## Assigned task 1:
Repeat part of the Baymax passage, beginning at the words "That’s huge.  (Pun" and stopping after "technology to happen.".
## Assigned task 2:
Sum up the Baymax passage in two sentences.

## Page extract:
....

Baymax’s body, his true self hidden under the armor and intent that Hiro creates for him, is an anomaly among fat film characters.  Baymax is fat for a reason.  I don’t mean that he was drawn fat as shorthand for a characteristic such as hedonism or sloth.  As previously mentioned, his creator specifically designed Baymax to be cuddly as part of his role as a healer, but he also saves Hiro’s life by cushioning his fall.  Later in the film, Baymax saves the entire team by acting as a flotation device, abandoning his heavy battle armor to do so.  Bear in mind, this film highlights how bodies and their augmentations act as instruments to achieve goals; even ingenuity, one of the main values that the protagonists must embody to win the day, is referred to as “using [one’s] big brain.”  And in this context, a fat body is shown as having unique and valuable attributes to contribute.

That’s huge.  (Pun partially intended.)  However, Baymax is– with the exception of a minor antagonist at the beginning of the film– the only fat character in the movie.  His fat body is manufactured, and given an unrealistic dimension by being inflatable.  Baymax’s body is outside of factors that fat human bodies are judged by, such as perceived health and measurement against normative standards of attractiveness.  An inflatable robot is a much safer choice for a fat hero than a fat human, but having a film where a fat character’s body is validated is a significant paradigm shift, even if that shift requires futuristic technology to happen.

....

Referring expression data
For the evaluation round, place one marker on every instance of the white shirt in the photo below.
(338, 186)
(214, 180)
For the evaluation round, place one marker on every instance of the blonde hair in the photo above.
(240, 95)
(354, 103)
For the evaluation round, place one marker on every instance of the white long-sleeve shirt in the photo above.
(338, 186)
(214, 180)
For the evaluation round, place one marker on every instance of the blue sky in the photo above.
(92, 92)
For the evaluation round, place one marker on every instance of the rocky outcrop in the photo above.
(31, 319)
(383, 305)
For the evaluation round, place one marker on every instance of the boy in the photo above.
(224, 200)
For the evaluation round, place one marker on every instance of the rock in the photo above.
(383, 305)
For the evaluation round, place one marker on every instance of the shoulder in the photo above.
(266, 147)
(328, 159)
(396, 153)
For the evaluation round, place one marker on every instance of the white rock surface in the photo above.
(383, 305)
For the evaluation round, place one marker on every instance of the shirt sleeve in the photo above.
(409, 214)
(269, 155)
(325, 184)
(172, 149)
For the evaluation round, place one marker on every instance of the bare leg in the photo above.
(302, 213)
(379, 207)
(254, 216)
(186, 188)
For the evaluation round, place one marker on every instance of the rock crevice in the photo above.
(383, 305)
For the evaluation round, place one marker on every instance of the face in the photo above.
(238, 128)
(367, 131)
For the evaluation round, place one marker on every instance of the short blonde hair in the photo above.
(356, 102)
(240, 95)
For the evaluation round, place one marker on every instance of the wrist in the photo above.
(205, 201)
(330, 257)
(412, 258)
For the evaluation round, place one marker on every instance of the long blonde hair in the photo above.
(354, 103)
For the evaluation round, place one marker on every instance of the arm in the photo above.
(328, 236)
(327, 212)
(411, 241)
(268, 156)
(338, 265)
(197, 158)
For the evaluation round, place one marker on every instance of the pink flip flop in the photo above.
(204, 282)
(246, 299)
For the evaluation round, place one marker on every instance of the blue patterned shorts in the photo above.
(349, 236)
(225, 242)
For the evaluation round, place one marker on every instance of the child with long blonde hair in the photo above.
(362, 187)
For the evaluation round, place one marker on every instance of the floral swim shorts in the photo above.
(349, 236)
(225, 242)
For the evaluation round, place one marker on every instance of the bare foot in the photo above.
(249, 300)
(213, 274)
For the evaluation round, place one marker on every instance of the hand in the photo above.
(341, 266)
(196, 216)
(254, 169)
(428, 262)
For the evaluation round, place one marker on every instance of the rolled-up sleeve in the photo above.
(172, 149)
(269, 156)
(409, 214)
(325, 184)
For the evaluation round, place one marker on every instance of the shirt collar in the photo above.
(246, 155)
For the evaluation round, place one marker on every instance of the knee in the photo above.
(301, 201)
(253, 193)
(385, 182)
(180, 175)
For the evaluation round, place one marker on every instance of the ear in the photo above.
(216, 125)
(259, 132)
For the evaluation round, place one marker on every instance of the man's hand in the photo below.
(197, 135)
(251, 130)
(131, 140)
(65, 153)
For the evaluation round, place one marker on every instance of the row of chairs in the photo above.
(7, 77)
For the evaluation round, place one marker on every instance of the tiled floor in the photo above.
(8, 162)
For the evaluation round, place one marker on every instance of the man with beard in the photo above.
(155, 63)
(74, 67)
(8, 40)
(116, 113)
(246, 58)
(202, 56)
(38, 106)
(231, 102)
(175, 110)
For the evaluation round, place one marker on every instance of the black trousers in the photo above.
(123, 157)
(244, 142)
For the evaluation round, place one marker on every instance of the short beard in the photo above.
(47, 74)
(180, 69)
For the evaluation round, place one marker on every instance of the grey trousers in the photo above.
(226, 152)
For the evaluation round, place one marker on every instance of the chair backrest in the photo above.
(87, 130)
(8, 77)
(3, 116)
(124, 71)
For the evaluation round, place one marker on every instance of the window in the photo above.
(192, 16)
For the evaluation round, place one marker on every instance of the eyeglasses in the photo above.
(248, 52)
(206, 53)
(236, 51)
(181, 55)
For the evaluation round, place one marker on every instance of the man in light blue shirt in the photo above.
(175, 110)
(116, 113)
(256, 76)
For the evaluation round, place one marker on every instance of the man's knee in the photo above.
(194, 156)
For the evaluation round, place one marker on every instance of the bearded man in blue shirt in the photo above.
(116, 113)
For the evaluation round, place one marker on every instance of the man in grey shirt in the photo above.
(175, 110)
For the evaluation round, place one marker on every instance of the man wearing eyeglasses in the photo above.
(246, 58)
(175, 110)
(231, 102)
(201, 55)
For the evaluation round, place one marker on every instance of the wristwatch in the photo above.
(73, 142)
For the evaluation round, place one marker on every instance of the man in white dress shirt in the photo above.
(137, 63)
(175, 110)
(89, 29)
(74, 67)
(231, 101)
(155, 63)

....

## Written answer 1:
That’s huge.  (Pun partially intended.)  However, Baymax is– with the exception of a minor antagonist at the beginning of the film– the only fat character in the movie.  His fat body is manufactured, and given an unrealistic dimension by being inflatable.  Baymax’s body is outside of factors that fat human bodies are judged by, such as perceived health and measurement against normative standards of attractiveness.  An inflatable robot is a much safer choice for a fat hero than a fat human, but having a film where a fat character’s body is validated is a significant paradigm shift, even if that shift requires futuristic technology to happen.

## Written answer 2:
Baymax's body is an anomaly among fat film characters because his fatness serves a purpose: it makes him cuddly as a healer, cushions Hiro's fall, and lets him act as a flotation device that saves the team. Because his body is manufactured and inflatable, he is outside the standards fat human bodies are judged by and is a safer choice than a fat human hero, but a film that validates a fat character's body is still a significant paradigm shift.